***** DATA FOR THIS EXERCISE

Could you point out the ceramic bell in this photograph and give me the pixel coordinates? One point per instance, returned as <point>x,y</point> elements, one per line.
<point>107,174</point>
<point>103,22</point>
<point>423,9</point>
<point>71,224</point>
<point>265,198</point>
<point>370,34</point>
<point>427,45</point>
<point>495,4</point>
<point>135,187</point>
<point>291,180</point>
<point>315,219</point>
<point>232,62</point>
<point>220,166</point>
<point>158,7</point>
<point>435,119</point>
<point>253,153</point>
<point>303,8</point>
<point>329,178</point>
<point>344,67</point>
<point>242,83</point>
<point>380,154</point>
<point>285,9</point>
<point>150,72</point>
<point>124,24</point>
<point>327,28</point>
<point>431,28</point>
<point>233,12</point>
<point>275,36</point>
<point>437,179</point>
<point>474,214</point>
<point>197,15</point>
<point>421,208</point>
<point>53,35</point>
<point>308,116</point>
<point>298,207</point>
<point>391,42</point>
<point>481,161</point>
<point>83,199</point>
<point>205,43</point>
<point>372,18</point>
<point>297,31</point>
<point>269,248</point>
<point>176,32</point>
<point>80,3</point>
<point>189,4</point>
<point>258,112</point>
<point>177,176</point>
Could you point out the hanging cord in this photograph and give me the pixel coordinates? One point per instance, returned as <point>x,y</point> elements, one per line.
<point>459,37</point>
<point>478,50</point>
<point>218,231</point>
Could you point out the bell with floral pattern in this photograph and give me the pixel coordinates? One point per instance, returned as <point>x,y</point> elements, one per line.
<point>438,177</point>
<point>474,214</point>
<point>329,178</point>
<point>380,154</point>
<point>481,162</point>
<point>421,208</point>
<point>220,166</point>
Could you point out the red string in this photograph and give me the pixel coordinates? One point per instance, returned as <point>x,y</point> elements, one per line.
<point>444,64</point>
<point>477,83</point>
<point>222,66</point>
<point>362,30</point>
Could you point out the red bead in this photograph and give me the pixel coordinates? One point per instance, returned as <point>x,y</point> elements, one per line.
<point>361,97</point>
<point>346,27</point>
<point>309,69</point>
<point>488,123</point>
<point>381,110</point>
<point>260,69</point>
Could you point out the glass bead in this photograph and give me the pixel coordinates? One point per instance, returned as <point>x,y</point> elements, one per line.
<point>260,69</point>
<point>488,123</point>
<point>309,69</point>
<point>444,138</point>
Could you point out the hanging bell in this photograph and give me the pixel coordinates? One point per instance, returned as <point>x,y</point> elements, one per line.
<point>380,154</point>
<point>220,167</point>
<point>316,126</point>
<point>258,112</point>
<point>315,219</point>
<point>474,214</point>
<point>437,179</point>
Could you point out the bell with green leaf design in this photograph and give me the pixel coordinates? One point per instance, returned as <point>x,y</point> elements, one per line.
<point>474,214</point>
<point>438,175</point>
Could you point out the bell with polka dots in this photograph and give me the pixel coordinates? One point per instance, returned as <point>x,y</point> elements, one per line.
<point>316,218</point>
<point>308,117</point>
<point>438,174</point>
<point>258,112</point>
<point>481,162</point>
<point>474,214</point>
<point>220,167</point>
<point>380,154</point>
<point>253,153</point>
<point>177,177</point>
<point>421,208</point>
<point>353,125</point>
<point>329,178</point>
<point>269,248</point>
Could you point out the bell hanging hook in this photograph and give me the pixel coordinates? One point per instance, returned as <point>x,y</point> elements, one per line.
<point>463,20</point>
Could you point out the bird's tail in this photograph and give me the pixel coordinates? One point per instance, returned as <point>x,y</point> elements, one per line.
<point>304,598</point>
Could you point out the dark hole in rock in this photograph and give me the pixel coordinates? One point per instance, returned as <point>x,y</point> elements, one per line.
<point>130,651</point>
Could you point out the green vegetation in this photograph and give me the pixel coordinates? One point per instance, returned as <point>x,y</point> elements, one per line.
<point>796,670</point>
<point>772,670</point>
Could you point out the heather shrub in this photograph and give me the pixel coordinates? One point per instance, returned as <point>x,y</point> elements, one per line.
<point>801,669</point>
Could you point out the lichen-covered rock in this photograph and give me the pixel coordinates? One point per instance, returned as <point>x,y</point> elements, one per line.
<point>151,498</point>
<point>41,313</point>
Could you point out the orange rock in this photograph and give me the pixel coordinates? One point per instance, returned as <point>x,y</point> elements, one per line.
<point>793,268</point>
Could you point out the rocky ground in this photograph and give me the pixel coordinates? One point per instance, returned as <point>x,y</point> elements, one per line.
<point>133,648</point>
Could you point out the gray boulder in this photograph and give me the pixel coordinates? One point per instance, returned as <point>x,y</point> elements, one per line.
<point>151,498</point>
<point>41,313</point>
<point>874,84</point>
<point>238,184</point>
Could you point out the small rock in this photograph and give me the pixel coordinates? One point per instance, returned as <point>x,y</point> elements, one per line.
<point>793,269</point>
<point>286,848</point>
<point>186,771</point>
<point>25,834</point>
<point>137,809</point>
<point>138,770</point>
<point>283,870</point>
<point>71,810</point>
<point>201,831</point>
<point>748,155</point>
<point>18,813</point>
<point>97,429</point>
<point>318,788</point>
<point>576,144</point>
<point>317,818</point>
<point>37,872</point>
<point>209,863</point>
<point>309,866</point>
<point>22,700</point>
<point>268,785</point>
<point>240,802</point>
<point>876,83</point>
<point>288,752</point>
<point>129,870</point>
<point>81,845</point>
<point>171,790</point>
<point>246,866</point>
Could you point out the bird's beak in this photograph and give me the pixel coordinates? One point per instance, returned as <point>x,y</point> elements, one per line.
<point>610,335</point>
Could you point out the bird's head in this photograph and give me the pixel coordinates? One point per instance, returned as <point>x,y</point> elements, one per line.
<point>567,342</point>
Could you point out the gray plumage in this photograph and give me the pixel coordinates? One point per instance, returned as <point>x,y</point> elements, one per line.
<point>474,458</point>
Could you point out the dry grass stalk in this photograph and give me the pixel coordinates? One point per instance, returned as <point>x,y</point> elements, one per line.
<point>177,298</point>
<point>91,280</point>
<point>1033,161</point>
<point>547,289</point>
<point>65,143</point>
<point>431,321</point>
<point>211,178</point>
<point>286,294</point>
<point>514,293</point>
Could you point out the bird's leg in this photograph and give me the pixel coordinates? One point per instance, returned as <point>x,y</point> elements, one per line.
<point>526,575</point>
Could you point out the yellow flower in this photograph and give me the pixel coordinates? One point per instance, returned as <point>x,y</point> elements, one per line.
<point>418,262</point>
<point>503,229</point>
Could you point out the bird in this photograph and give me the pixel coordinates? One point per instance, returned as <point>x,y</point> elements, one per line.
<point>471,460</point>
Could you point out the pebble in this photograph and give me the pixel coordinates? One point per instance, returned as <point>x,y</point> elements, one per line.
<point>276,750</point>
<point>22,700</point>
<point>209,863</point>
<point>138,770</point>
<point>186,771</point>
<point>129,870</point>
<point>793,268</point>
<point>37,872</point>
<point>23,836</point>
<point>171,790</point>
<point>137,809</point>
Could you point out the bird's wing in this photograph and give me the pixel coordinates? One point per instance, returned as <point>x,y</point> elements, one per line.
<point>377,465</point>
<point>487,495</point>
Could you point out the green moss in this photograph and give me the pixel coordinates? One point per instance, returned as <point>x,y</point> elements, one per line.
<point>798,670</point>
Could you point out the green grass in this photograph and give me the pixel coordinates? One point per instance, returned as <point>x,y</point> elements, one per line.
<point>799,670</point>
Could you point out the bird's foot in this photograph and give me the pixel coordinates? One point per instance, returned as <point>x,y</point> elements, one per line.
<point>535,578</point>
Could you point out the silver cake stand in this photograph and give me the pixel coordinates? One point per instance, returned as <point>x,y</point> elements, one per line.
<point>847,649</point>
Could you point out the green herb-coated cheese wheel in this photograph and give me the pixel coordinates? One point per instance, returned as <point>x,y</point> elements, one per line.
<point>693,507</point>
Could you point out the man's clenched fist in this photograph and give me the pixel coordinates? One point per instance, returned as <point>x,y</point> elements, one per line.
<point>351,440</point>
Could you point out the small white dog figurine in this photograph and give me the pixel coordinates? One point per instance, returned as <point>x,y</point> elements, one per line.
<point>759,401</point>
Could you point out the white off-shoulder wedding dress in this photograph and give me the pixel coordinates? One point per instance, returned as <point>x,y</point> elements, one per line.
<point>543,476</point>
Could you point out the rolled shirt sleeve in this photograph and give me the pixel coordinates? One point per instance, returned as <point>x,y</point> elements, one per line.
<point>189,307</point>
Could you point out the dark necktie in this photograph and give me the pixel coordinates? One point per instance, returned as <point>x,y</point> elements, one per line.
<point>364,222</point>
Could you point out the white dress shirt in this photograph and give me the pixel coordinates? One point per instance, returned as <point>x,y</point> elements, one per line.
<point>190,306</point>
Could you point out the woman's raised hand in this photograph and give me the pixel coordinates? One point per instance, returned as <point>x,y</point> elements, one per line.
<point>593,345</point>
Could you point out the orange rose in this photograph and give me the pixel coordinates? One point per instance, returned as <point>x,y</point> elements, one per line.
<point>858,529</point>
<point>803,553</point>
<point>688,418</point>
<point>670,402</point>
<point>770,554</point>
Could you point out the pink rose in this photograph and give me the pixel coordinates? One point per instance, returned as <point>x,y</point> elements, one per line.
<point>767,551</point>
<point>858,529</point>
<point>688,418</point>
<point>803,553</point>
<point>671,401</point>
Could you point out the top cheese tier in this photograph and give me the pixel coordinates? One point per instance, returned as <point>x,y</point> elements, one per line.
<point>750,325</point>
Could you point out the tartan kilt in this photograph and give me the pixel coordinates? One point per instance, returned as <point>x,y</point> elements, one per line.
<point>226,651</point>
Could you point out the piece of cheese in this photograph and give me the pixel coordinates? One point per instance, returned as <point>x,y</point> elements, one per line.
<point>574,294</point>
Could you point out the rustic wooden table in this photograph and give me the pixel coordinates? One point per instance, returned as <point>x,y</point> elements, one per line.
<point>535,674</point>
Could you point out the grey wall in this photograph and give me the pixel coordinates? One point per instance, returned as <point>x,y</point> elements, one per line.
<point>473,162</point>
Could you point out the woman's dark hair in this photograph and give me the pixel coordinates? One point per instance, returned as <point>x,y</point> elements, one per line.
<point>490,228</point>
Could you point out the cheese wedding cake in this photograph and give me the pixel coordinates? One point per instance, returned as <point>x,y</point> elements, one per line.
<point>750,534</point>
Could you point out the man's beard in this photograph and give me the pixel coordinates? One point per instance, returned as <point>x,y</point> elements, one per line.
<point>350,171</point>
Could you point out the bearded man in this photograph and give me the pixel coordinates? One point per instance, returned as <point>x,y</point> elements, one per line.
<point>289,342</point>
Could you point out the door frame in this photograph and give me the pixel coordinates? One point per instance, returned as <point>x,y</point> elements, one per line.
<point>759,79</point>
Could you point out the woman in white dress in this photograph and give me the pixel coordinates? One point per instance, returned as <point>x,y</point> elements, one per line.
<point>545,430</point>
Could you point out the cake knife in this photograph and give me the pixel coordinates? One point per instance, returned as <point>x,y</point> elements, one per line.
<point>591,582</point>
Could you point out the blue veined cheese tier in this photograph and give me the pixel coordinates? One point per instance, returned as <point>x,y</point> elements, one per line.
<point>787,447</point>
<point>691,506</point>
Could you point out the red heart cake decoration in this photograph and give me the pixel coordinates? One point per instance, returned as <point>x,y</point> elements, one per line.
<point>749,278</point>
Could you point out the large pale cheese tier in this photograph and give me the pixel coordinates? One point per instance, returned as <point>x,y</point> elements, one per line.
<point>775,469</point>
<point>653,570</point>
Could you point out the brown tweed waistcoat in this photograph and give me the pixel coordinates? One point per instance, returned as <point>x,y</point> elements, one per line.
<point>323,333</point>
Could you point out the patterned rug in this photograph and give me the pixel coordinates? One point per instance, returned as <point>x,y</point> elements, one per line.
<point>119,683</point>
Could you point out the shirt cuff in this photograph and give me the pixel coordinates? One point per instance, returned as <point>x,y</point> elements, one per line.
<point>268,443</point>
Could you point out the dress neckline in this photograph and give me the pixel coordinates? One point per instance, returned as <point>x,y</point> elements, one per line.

**********

▸ THE PROBLEM
Reproduce the listing, starting with the line that contains "Could you point out the patterned" and going on through the end of the listing, with every point coordinate shifted up by 149.

▸ RESULT OF THIS EXERCISE
Could you point out the patterned rug in this photograph and give me the pixel coordinates? One point per instance, returned as <point>x,y</point> elements, one per line.
<point>268,832</point>
Could you point out the shirt cuff in this photograph and give me the pixel coordinates? One point per instance, returned as <point>x,y</point> elements, one per line.
<point>417,592</point>
Could you point out the dress neckline in this photograph and give me the pixel coordinates? One point per instance, returned as <point>x,y</point> elements, one per line.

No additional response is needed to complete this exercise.